→ TASK DIRECTIONS
List every professional football team the passage on Andrew Marshall says he has been a member of.
--- Begin PASSAGE ---
Andrew Marshall (born June 22, 1990) is a Canadian football defensive lineman who is currently a free agent. He was most recently a member of the Edmonton Eskimos of the Canadian Football League (CFL). He played CIS football and NCAA football at Simon Fraser University and attended Ballenas Secondary School in Parksville, British Columbia. He has also been a member of the Calgary Stampeders, BC Lions, and Ottawa Redblacks.

Professional career

Calgary Stampeders
Marshall was signed by the Calgary Stampeders on April 25, 2013. He was released by the Stampeders on June 23, 2013.

BC Lions
Marshall signed with the BC Lions on July 8, 2013. He played in his first career game on September 27, 2013 against the Winnipeg Blue Bombers.
--- End PASSAGE ---
--- Begin GIVEN INFORMATION ---
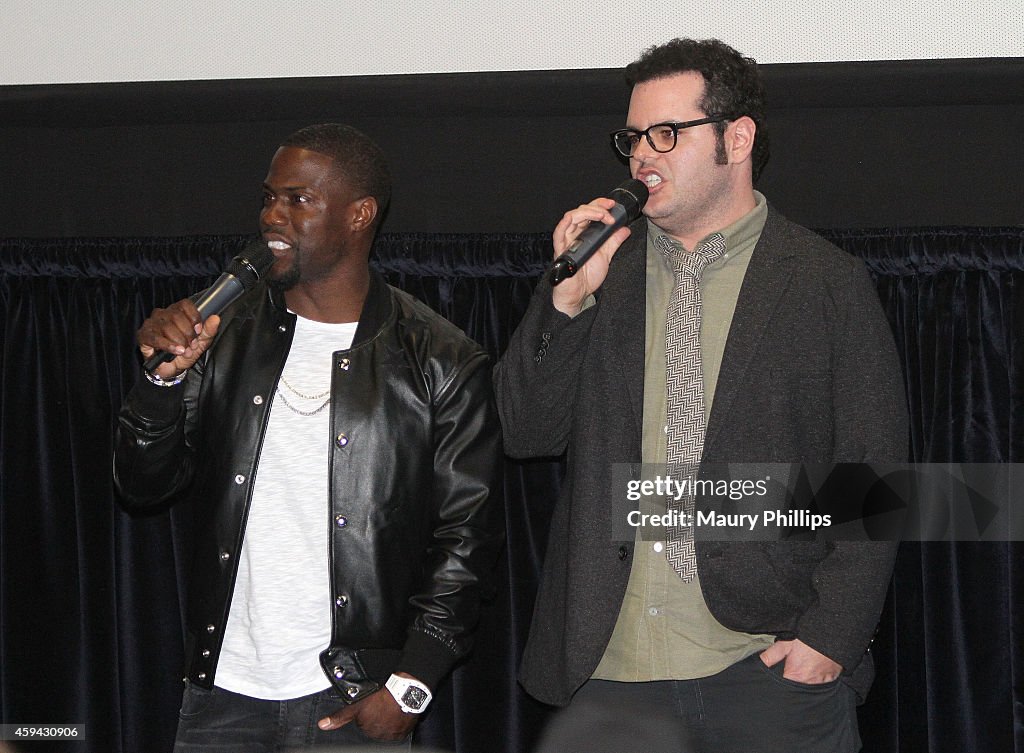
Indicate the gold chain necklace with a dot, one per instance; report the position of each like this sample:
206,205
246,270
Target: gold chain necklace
293,409
322,395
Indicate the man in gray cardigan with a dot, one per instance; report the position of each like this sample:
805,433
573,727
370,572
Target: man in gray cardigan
767,646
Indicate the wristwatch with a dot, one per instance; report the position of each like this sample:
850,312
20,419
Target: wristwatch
412,696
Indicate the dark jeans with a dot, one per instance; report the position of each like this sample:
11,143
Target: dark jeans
220,721
747,708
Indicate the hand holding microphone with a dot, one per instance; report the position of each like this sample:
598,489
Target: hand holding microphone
601,219
183,331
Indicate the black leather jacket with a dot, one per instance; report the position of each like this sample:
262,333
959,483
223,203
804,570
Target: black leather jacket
415,484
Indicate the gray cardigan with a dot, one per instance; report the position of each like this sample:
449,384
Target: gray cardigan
809,374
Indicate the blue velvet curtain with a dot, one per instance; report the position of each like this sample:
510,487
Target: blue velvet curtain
90,595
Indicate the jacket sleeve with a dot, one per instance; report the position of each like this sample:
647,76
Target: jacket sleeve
535,381
869,426
154,458
468,524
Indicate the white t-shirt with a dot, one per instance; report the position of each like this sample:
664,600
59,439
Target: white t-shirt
280,619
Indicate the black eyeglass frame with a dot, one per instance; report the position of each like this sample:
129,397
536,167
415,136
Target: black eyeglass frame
675,125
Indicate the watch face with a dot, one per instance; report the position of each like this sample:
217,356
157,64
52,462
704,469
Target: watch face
414,697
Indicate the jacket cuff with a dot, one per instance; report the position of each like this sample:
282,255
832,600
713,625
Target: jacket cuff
426,658
155,404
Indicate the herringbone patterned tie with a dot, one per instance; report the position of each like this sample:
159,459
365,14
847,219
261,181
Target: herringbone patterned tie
684,386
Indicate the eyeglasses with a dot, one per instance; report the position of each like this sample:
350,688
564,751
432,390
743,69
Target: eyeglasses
660,136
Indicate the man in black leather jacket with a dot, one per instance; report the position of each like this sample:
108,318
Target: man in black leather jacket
340,445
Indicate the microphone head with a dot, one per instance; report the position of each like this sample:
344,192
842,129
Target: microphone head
632,195
250,265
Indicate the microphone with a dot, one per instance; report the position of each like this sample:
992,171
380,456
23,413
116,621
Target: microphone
630,198
240,277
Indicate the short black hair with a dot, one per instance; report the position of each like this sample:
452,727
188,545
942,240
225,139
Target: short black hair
732,83
357,158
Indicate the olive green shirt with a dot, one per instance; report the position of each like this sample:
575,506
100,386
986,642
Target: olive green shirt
665,630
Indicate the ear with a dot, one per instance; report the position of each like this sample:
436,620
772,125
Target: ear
364,213
739,138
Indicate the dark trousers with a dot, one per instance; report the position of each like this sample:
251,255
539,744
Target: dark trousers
747,708
220,721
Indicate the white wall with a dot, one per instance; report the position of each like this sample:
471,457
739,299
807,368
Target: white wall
75,41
--- End GIVEN INFORMATION ---
→ TASK ANSWER
Edmonton Eskimos, Calgary Stampeders, BC Lions, Ottawa Redblacks